- _Exercise goal_: Print exactly, and only, the lines running from the line containing "Exercise. Annotate the child in" through the end of the records below.

* Begin Provided data *

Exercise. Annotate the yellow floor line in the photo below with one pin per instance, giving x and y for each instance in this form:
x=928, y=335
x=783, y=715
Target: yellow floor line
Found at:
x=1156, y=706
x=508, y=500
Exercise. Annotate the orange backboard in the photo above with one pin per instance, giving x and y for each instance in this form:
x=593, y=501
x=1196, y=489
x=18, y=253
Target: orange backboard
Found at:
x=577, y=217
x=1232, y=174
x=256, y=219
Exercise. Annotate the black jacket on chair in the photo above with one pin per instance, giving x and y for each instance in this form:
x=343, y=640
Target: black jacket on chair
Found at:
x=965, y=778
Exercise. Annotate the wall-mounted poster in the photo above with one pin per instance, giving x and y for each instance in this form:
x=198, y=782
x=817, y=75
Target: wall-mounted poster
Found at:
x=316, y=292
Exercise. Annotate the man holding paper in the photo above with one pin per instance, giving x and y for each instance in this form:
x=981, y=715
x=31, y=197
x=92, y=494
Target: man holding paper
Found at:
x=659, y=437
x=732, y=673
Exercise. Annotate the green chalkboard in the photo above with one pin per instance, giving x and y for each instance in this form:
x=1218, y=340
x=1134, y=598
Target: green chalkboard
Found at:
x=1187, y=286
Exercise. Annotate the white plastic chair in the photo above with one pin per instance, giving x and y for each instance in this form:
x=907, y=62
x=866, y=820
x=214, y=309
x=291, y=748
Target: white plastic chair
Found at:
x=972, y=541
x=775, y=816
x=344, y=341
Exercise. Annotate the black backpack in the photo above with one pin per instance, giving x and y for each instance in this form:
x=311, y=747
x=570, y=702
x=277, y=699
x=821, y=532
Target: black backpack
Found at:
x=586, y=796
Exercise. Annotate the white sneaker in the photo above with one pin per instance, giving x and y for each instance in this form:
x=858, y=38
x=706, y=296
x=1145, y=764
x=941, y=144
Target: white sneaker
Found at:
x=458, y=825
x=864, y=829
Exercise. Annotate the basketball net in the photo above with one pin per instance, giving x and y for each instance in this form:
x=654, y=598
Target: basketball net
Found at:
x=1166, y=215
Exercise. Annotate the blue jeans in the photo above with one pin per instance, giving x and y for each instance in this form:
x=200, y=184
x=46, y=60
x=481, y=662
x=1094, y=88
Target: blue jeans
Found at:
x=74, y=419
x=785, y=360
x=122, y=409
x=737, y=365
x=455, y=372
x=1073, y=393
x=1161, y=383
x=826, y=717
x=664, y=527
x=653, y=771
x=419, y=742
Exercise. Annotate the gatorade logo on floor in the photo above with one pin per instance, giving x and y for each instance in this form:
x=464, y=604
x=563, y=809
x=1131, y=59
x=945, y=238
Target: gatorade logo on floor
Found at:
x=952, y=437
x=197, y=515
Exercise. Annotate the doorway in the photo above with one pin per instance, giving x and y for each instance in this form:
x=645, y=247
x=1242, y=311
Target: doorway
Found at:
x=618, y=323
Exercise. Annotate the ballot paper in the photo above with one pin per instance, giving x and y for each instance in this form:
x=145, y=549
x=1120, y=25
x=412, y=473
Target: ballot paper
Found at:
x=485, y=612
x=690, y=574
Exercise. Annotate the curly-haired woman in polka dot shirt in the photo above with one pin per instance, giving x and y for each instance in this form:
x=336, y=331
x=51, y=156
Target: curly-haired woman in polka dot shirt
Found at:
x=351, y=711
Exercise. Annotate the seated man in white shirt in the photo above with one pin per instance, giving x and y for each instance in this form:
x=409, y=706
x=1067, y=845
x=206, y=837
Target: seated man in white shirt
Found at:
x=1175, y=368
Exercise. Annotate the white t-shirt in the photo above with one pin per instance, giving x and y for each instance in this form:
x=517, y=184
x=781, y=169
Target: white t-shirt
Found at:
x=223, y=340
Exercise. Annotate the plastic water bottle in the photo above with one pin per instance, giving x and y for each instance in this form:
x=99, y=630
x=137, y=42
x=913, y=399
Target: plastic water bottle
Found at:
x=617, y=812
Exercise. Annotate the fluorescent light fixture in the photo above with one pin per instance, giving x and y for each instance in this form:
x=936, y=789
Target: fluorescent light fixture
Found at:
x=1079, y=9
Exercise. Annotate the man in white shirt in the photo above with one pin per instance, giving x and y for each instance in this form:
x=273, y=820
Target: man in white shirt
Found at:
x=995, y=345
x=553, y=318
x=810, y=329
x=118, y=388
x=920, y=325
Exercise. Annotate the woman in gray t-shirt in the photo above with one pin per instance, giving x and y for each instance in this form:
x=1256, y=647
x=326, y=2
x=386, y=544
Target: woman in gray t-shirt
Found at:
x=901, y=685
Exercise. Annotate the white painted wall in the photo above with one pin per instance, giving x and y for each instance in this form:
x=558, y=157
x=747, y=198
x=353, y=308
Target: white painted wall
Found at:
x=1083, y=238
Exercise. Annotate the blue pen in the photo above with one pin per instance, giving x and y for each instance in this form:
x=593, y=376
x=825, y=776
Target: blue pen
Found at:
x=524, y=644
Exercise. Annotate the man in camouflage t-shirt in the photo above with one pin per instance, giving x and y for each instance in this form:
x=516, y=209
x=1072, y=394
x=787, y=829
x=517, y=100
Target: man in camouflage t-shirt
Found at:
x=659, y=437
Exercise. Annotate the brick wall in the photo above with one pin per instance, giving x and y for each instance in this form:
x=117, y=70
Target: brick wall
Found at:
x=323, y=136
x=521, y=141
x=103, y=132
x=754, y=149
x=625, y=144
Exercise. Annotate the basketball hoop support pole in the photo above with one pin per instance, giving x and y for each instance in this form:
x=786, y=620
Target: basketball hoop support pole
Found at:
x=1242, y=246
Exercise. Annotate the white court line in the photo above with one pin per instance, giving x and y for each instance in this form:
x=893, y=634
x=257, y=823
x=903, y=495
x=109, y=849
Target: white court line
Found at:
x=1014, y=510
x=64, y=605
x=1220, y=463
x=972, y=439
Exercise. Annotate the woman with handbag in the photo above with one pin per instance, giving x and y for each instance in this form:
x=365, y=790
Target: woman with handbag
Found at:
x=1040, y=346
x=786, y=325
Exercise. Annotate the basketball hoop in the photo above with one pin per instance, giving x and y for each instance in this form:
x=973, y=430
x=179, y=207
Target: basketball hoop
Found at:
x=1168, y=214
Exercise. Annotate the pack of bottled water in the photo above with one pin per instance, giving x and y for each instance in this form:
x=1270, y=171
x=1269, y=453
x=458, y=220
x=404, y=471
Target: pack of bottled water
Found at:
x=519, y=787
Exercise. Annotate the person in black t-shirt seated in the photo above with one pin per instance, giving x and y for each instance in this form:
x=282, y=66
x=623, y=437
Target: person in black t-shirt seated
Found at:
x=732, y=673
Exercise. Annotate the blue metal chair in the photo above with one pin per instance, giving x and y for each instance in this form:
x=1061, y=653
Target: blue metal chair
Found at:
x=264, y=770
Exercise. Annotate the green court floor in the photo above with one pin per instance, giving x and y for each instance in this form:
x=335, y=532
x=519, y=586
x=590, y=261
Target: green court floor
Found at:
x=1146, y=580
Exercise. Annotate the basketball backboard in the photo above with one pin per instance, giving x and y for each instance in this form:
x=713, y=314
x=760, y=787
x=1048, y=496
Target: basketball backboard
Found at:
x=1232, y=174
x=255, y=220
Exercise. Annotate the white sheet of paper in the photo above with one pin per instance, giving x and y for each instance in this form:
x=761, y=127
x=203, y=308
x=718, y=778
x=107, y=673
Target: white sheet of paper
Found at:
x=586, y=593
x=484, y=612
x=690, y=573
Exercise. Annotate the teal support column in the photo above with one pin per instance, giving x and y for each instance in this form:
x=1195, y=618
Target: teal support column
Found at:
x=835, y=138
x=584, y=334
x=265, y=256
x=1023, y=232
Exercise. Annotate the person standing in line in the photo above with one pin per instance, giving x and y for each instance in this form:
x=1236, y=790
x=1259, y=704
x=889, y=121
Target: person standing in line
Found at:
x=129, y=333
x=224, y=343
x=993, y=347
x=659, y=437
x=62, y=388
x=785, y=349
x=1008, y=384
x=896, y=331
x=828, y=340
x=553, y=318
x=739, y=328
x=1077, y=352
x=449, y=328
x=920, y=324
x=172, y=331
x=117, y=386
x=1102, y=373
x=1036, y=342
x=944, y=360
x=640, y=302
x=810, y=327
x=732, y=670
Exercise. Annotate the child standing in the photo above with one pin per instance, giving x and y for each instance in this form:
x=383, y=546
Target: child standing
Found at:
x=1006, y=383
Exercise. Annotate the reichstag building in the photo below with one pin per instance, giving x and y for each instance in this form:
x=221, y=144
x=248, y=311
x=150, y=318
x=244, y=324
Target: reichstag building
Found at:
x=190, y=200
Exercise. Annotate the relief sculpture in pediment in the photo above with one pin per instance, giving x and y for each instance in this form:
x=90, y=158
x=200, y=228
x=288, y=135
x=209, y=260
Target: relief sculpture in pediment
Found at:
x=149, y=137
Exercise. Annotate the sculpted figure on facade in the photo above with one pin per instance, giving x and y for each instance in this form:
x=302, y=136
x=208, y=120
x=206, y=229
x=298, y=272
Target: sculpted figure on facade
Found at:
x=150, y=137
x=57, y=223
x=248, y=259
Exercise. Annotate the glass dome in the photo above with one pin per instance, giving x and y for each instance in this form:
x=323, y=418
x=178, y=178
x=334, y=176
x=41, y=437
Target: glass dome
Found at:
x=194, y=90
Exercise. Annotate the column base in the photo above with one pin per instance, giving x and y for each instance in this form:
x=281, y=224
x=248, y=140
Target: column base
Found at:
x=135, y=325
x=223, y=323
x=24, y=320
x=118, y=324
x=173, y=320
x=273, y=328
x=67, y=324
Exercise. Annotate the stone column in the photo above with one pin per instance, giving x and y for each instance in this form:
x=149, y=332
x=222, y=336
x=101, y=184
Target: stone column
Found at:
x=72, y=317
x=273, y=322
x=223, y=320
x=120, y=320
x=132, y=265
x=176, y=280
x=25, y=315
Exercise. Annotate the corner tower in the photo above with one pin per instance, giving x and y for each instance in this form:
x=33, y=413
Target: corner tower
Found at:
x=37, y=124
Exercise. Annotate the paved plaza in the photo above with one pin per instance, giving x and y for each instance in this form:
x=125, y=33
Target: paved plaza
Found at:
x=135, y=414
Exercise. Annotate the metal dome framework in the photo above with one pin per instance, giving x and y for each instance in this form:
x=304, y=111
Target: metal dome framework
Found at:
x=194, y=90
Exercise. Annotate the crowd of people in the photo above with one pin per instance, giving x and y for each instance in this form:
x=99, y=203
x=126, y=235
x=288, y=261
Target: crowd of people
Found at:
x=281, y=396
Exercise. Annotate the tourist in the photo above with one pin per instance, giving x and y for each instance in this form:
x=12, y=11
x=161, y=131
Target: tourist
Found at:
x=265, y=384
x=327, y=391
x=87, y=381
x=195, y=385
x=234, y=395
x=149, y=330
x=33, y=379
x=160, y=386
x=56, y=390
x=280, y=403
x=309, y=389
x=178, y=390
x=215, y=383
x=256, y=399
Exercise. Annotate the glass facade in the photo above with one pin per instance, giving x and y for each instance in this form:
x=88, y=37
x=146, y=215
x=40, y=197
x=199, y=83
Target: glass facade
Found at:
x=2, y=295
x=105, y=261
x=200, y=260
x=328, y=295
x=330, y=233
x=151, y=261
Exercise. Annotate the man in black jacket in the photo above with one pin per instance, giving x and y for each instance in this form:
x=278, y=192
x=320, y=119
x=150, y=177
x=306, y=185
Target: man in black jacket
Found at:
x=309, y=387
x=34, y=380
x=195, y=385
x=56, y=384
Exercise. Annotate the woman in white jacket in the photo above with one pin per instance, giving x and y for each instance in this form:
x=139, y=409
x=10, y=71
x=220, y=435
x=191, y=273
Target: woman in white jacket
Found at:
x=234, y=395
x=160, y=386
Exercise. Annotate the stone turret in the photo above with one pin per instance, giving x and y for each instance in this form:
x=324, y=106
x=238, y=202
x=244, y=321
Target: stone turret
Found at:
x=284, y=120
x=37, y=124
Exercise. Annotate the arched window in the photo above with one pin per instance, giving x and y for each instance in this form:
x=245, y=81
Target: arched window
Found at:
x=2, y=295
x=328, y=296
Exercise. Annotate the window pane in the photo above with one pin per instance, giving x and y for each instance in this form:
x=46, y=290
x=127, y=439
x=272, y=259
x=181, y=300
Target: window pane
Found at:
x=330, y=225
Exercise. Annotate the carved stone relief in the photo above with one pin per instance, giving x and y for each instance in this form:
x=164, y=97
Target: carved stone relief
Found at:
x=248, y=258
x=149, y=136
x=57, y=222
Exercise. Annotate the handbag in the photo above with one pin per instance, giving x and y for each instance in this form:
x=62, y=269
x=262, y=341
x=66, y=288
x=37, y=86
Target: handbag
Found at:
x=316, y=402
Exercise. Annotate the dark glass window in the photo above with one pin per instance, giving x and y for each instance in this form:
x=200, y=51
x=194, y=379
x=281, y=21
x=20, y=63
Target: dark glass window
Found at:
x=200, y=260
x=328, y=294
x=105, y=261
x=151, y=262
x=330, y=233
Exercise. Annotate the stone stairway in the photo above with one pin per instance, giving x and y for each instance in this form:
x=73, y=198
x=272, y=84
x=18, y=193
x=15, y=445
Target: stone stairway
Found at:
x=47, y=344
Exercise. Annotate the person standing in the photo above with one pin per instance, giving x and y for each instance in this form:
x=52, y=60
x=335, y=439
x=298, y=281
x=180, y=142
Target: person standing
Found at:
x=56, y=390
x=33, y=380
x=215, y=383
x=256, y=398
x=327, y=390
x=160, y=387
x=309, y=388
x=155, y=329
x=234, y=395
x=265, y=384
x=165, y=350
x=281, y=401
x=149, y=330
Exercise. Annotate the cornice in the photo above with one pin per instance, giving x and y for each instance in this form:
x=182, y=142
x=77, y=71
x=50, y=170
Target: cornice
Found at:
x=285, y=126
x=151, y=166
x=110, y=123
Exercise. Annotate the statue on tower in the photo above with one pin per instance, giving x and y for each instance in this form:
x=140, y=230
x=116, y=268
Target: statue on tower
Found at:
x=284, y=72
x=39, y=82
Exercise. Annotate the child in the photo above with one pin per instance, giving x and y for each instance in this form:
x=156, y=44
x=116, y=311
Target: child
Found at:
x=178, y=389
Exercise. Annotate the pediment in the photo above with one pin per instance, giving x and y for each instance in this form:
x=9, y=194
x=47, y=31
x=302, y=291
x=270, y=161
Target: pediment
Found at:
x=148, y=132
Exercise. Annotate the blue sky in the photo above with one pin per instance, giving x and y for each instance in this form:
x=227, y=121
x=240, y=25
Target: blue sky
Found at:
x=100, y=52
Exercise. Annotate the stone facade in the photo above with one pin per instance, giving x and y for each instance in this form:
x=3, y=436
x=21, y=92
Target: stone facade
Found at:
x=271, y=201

* End Provided data *

- _Exercise response_:
Exercise. Annotate the child in the photo above with one pin per instance, giving x and y for each instance in this form:
x=156, y=44
x=116, y=311
Target: child
Found at:
x=178, y=389
Exercise. Annotate the pediment in the photo above with one pin per instance, giving x and y for each instance in this form:
x=9, y=194
x=47, y=31
x=302, y=291
x=270, y=161
Target: pediment
Found at:
x=148, y=132
Exercise. Annotate the blue sky in the photo above with one pin per instance, giving x and y for each instance in this form:
x=227, y=121
x=240, y=25
Target: blue sky
Found at:
x=100, y=52
Exercise. Annotate the stone facade in the photo above with one pin per instance, giving x and y for each instance in this form:
x=3, y=436
x=21, y=92
Target: stone facade
Found at:
x=271, y=201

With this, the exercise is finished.